A single figure is wanted: the count of lines below containing the string "vanity".
........
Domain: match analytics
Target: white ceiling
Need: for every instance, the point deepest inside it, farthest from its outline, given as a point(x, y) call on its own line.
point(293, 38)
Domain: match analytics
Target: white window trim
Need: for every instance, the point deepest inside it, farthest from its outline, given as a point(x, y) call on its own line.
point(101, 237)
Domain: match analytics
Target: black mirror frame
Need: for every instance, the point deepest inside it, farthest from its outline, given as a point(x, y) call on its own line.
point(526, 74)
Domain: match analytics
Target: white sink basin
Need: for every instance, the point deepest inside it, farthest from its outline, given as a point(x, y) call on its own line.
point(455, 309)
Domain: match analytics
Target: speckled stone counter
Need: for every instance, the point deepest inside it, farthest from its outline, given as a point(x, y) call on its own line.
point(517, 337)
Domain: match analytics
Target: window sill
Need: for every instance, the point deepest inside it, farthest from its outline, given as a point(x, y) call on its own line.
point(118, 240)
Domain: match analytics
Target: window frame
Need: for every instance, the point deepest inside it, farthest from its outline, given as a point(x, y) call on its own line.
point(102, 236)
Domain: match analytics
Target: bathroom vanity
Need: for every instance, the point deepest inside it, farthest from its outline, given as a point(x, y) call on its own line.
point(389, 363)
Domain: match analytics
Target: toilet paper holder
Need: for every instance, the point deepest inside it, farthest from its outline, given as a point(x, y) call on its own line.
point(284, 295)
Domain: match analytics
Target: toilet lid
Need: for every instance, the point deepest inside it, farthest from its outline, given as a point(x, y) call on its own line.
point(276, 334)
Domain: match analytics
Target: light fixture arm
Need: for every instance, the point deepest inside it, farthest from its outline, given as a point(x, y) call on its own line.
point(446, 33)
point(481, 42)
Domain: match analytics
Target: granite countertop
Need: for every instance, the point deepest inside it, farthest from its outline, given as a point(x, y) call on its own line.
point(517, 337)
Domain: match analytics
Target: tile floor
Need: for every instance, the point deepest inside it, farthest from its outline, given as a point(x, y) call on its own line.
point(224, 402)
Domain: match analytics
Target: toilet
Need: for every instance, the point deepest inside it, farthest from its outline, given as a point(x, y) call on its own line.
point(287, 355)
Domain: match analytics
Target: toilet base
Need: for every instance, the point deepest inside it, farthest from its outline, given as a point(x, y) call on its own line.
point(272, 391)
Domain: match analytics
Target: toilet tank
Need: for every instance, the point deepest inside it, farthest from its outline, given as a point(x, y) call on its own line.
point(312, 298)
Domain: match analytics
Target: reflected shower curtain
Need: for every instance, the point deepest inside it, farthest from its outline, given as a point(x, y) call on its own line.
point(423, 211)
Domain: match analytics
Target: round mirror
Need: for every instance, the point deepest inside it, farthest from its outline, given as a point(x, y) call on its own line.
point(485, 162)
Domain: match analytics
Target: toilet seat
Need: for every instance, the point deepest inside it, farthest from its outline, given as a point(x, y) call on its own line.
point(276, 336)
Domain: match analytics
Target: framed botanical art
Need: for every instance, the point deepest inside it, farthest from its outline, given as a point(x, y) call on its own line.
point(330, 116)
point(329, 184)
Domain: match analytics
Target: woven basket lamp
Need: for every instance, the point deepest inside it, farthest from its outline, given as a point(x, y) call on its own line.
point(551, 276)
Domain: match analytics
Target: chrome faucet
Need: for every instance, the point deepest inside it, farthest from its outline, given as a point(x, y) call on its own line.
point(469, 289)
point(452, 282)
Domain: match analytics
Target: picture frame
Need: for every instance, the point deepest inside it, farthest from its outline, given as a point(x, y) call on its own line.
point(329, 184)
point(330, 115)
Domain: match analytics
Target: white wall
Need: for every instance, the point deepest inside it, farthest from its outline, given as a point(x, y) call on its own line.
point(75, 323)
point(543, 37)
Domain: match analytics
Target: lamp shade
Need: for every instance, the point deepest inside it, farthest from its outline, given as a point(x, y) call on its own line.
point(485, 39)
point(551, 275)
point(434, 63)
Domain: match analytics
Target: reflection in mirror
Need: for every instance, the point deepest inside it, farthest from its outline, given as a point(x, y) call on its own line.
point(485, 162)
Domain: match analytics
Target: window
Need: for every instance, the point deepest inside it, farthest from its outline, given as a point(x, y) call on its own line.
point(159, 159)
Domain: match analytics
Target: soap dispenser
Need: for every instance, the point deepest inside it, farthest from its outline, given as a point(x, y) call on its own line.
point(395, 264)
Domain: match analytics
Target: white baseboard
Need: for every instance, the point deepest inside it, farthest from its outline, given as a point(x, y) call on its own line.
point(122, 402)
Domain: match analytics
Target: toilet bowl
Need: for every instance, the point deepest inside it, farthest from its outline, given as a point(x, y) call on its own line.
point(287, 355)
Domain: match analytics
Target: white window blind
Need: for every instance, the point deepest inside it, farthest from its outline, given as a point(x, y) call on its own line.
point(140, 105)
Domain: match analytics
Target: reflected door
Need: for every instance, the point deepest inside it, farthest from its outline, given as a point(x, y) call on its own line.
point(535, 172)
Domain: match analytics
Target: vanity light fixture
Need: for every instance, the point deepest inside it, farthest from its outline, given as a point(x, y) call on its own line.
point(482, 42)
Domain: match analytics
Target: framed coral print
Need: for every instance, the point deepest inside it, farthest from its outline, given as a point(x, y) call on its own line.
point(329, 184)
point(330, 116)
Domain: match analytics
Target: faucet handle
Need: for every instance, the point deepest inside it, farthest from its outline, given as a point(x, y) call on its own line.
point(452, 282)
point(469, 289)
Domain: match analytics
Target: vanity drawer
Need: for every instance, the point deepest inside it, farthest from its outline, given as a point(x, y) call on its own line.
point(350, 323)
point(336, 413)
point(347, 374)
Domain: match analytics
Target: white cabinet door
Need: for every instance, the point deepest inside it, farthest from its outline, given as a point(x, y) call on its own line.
........
### OUTPUT FOR THIS TASK
3